DOCUMENT SECTION:
(begin)

Starter file creation

If the tool doesn't find a dataset file, it prompts you to create a starter file:

⚠️  No prompts file found in current directory or ./evals/

Create a starter evals file with sample prompts? (Y/n):

Answering Y creates ./evals/evals.json with sample prompts.

Design effective test prompts

Organize your tests into categories that reflect the agent's behavior you want to verify.

Knowledge verification

Test whether your agent correctly accesses and uses its knowledge base.

{
  "prompt": "What are the key features of our enterprise plan?",
  "expected_response": "The enterprise plan includes advanced security, unlimited storage, 24/7 support, and custom integrations."
}

Instruction following

Verify the agent follows specific instructions.

{
  "prompt": "List the top 3 sales leads from last quarter in bullet points.",
  "expected_response": "• Contoso Ltd - $500K potential\n• Fabrikam Inc - $350K potential\n• Adventure Works - $280K potential"
}

Tool usage

Test whether the agent correctly uses available tools and plugins.

{
  "prompt": "What meetings do I have tomorrow?",
  "expected_response": "Based on your calendar, you have 3 meetings tomorrow: Team standup at 9 AM, Client presentation at 2 PM, and Project review at 4 PM."
}

Edge cases

Test boundary conditions and unusual inputs.

(end)

EXERCISE 1: Reproduce the evals documentation, everything from "Answering Y creates" down to "want to verify.".
EXERCISE 2: According to the evals documentation, what file is created when you answer Y to the starter file prompt?
EXERCISE 3: Translate this sentence from the evals documentation into French: "Organize your tests into categories that reflect the agent's behavior you want to verify."
The items after this point are separate material, apart from the evals documentation.

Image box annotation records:
(begin)

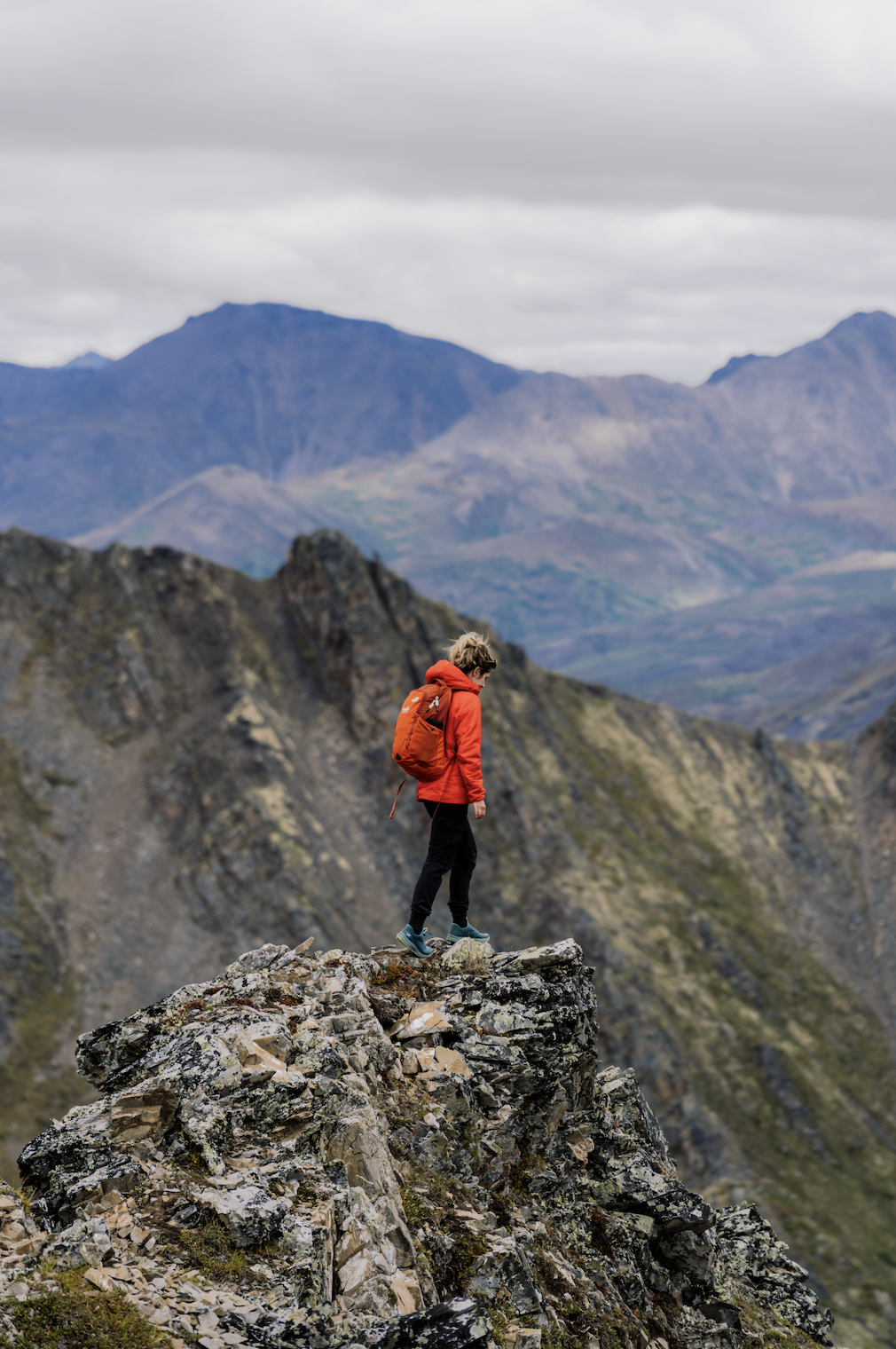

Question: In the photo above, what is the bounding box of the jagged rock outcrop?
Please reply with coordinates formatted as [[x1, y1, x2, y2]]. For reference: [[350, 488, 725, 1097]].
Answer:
[[0, 532, 896, 1349], [0, 939, 831, 1349]]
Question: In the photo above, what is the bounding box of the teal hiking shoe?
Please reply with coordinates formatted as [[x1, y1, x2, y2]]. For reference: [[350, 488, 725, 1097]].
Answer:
[[396, 923, 432, 960], [448, 923, 489, 942]]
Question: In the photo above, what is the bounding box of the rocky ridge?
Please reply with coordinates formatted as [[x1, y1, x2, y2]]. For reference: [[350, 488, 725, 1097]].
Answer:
[[0, 939, 831, 1349]]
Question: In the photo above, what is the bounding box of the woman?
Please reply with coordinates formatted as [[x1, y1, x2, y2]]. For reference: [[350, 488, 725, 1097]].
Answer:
[[398, 633, 498, 959]]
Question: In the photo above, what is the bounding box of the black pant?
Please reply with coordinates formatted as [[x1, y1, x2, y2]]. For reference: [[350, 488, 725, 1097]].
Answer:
[[410, 801, 476, 932]]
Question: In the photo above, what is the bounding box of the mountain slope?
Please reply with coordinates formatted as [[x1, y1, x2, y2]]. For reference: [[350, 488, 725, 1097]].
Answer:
[[0, 305, 521, 535], [0, 532, 896, 1349], [15, 305, 896, 735]]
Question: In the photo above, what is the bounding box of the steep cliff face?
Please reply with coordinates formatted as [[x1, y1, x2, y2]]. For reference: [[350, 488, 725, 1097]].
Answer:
[[0, 939, 831, 1349], [0, 532, 896, 1345]]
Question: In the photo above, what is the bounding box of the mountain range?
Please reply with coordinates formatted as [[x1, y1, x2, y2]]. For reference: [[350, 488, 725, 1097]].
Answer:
[[8, 305, 896, 738], [0, 530, 896, 1349]]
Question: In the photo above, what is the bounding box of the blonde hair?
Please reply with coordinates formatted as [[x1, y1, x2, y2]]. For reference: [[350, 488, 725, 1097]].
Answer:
[[445, 633, 498, 674]]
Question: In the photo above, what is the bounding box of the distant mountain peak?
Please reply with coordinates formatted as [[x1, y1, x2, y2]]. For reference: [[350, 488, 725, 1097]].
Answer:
[[706, 352, 769, 384], [60, 351, 112, 369]]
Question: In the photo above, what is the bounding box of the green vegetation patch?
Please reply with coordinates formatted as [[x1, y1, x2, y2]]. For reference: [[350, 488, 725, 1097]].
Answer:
[[162, 1217, 277, 1287], [0, 1271, 171, 1349]]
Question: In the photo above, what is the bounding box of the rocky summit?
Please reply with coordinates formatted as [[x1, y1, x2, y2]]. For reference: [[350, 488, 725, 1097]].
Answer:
[[0, 939, 831, 1349]]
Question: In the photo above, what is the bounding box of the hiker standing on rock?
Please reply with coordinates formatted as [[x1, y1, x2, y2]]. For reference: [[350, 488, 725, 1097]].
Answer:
[[394, 633, 498, 958]]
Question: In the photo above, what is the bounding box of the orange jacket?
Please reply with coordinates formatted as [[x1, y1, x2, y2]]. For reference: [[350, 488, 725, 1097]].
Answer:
[[417, 661, 486, 805]]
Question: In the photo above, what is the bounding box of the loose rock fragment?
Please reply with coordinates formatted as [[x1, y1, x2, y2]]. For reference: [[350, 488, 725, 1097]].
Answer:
[[0, 939, 831, 1349]]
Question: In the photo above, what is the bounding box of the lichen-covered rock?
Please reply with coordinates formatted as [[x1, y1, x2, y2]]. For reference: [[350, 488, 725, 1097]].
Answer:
[[0, 940, 831, 1349]]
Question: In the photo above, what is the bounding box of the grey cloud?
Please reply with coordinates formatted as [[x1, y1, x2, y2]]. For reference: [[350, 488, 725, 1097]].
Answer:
[[0, 0, 896, 381]]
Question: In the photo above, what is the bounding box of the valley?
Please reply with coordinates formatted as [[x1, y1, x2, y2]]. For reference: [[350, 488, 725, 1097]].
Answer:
[[0, 530, 896, 1346]]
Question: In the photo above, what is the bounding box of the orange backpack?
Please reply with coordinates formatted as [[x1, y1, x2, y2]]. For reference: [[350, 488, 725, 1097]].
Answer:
[[389, 680, 451, 819]]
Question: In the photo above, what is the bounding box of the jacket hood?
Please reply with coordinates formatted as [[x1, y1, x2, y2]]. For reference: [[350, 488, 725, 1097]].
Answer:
[[427, 661, 481, 695]]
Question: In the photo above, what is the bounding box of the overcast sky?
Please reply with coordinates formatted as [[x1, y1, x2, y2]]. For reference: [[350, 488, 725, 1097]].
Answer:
[[0, 0, 896, 382]]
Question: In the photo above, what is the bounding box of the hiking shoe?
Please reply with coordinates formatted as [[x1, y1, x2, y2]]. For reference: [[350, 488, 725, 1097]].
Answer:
[[448, 923, 489, 942], [396, 923, 432, 960]]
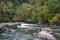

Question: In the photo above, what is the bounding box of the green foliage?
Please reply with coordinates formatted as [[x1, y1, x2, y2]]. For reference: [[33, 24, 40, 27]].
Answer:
[[0, 0, 60, 24]]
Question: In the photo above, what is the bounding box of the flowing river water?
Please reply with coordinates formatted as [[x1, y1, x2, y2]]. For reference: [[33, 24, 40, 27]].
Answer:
[[0, 25, 60, 40]]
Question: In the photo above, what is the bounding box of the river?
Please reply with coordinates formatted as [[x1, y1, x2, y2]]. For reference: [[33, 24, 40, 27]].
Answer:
[[0, 25, 60, 40]]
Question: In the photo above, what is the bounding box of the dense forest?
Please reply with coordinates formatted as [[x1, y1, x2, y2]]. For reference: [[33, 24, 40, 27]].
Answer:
[[0, 0, 60, 24]]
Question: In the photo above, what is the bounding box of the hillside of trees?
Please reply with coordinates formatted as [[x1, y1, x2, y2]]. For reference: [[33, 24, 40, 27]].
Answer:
[[0, 0, 60, 25]]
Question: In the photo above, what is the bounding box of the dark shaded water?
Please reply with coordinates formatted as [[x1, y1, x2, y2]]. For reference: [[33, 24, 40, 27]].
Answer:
[[0, 28, 60, 40]]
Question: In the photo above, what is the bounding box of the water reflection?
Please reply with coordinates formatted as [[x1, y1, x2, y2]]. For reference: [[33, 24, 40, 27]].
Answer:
[[0, 28, 59, 40]]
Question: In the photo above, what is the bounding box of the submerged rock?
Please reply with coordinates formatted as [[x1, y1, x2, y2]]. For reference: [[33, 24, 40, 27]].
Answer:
[[38, 31, 56, 40]]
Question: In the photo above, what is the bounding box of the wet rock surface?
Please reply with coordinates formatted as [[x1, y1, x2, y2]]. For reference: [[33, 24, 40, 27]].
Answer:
[[0, 25, 59, 40]]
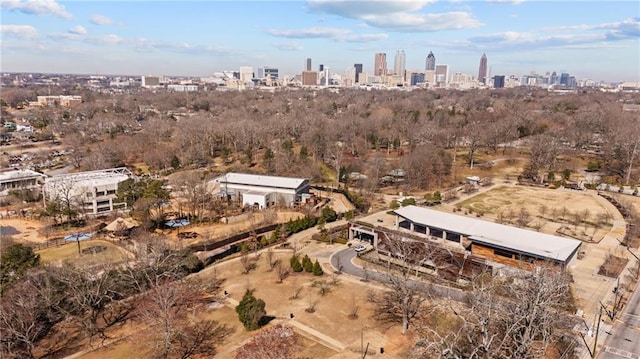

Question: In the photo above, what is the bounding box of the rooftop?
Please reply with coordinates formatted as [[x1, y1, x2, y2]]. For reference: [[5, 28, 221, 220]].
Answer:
[[45, 167, 131, 187], [216, 173, 307, 189], [394, 206, 582, 261]]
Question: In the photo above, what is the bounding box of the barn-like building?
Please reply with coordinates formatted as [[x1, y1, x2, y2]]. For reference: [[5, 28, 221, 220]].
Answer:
[[349, 206, 582, 269]]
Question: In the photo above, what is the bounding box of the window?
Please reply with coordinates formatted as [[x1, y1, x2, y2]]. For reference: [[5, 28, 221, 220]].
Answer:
[[493, 249, 513, 259]]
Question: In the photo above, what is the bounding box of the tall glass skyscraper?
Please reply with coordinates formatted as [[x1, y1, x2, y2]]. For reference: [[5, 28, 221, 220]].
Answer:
[[425, 51, 436, 71], [478, 54, 487, 84], [393, 50, 406, 78], [373, 52, 387, 76]]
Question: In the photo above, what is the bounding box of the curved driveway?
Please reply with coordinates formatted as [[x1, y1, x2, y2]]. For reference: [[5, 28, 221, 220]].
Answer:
[[330, 248, 467, 302]]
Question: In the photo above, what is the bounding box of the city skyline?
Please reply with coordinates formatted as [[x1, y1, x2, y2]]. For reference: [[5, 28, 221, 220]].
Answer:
[[0, 0, 640, 81]]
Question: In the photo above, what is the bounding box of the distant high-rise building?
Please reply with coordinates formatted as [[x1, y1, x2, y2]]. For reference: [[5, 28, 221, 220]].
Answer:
[[353, 64, 362, 83], [425, 51, 436, 71], [478, 54, 487, 84], [410, 73, 424, 86], [373, 52, 387, 76], [393, 50, 406, 79], [549, 71, 558, 85], [240, 66, 253, 82], [258, 66, 278, 80], [435, 65, 449, 87], [302, 71, 318, 86]]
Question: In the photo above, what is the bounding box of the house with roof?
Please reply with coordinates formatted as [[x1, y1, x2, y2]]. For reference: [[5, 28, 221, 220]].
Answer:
[[213, 173, 311, 209], [42, 167, 133, 215], [349, 206, 582, 269], [0, 168, 47, 196]]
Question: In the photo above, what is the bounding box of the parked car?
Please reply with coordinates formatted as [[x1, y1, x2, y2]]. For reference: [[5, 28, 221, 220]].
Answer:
[[353, 244, 367, 253]]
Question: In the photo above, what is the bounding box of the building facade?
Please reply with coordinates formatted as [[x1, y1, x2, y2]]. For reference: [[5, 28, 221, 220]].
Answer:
[[349, 206, 582, 270], [393, 50, 407, 79], [42, 167, 133, 215], [373, 52, 387, 76], [478, 54, 488, 84], [213, 173, 311, 209], [425, 51, 436, 71]]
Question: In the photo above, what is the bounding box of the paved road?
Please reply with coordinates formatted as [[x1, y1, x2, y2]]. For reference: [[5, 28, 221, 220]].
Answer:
[[598, 286, 640, 359], [331, 248, 467, 302]]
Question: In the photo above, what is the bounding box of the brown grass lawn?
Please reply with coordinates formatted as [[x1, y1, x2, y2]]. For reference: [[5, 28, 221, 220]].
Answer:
[[444, 185, 612, 241], [76, 248, 412, 359], [36, 239, 127, 266]]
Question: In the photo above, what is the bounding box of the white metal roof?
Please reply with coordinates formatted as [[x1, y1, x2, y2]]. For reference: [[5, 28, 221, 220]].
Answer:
[[45, 168, 131, 187], [219, 173, 307, 189], [394, 206, 582, 261], [0, 169, 46, 182]]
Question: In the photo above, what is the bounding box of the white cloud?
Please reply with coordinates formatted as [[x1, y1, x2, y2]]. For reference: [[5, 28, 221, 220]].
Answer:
[[273, 41, 304, 51], [0, 0, 73, 20], [0, 25, 38, 40], [68, 25, 87, 35], [487, 0, 525, 5], [307, 0, 483, 32], [91, 14, 113, 25], [267, 27, 388, 42], [362, 11, 483, 32], [307, 0, 435, 19]]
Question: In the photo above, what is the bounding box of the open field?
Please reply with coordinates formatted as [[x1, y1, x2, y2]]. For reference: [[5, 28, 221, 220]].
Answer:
[[79, 246, 410, 359], [36, 240, 127, 266], [444, 185, 612, 242]]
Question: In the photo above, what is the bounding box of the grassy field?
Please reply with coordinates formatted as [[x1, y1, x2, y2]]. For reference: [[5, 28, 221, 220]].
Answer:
[[445, 185, 612, 242], [37, 240, 127, 266]]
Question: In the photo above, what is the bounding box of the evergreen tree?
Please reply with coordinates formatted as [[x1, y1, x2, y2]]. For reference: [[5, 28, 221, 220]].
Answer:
[[236, 289, 267, 330], [289, 256, 302, 273], [302, 254, 313, 273], [313, 259, 324, 276]]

(end)

FULL OUTPUT 1:
Answering Y creates ./evals/evals.json with sample prompts.

Design effective test prompts

Organize your tests into categories that reflect the agent's behavior you want to verify.

FULL OUTPUT 2: ./evals/evals.json, containing sample prompts.

FULL OUTPUT 3: Organisez vos tests en catégories qui reflètent le comportement de l'agent que vous souhaitez vérifier.